▸ GOAL:
How many lines of the records contain the string "green", with case counting? Reply with the number alone.

==== RECORDS PROVIDED ====

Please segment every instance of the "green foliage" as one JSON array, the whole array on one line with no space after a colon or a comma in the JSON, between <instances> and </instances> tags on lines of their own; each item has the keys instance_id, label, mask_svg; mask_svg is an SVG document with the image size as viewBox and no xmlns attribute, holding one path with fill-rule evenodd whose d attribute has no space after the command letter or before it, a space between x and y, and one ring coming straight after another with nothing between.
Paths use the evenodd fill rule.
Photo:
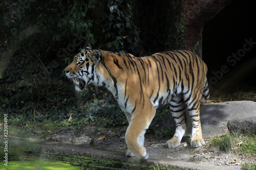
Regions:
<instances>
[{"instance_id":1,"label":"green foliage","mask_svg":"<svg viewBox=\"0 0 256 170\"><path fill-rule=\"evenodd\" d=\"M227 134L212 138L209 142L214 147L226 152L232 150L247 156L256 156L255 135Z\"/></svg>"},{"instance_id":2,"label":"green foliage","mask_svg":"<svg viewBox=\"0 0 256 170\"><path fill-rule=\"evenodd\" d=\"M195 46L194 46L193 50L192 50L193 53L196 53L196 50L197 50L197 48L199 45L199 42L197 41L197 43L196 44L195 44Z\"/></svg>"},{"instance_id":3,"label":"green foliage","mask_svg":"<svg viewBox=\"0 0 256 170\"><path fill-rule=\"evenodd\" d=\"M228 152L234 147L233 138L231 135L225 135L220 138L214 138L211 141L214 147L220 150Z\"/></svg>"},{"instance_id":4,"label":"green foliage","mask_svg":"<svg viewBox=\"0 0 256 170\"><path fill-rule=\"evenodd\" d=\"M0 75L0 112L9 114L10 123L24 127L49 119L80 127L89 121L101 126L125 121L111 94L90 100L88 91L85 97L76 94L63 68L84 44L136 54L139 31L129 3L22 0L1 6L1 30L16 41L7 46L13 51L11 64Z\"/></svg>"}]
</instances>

====
==== RECORDS PROVIDED ====

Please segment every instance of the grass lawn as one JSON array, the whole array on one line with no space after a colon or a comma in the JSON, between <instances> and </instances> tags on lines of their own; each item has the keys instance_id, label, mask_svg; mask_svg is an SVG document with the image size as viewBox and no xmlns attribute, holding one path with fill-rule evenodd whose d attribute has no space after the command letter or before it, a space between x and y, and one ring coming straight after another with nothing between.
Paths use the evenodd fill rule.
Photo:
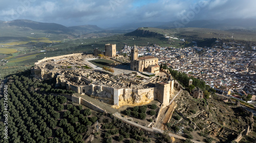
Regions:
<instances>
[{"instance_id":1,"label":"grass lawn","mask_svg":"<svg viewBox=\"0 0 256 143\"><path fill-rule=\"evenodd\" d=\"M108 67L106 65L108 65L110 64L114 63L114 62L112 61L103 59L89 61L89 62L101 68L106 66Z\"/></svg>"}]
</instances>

====
==== RECORDS PROVIDED ====

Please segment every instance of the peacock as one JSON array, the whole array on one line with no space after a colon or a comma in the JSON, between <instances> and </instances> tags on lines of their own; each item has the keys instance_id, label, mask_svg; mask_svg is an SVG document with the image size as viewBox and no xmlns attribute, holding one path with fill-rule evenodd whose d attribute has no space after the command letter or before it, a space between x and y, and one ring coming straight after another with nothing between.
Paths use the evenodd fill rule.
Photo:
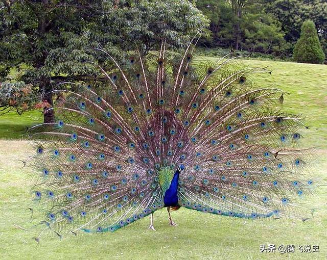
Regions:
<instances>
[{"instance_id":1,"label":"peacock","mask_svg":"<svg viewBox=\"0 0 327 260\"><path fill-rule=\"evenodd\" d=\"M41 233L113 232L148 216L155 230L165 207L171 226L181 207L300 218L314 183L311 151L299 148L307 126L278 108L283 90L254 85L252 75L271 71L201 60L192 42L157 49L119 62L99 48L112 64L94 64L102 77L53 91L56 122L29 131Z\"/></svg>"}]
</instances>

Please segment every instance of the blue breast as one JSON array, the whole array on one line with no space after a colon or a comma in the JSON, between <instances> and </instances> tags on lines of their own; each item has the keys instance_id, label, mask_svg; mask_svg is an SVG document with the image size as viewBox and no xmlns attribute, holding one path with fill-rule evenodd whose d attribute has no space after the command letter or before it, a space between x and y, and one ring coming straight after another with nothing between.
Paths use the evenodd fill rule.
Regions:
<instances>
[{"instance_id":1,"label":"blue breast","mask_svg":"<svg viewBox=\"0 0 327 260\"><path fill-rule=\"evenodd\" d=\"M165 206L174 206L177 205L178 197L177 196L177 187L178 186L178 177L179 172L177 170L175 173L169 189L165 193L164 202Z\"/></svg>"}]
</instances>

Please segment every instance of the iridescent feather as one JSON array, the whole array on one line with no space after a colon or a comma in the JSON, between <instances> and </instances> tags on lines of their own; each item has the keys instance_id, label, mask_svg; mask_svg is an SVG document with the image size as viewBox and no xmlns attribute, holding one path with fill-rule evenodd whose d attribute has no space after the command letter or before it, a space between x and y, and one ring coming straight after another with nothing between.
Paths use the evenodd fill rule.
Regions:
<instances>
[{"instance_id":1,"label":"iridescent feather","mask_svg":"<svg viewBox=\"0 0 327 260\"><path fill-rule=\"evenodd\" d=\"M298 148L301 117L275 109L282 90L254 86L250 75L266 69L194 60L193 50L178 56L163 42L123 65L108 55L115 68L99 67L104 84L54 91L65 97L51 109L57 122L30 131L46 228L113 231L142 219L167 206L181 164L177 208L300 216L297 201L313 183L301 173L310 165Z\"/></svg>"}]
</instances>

====

▸ TASK OUTPUT:
2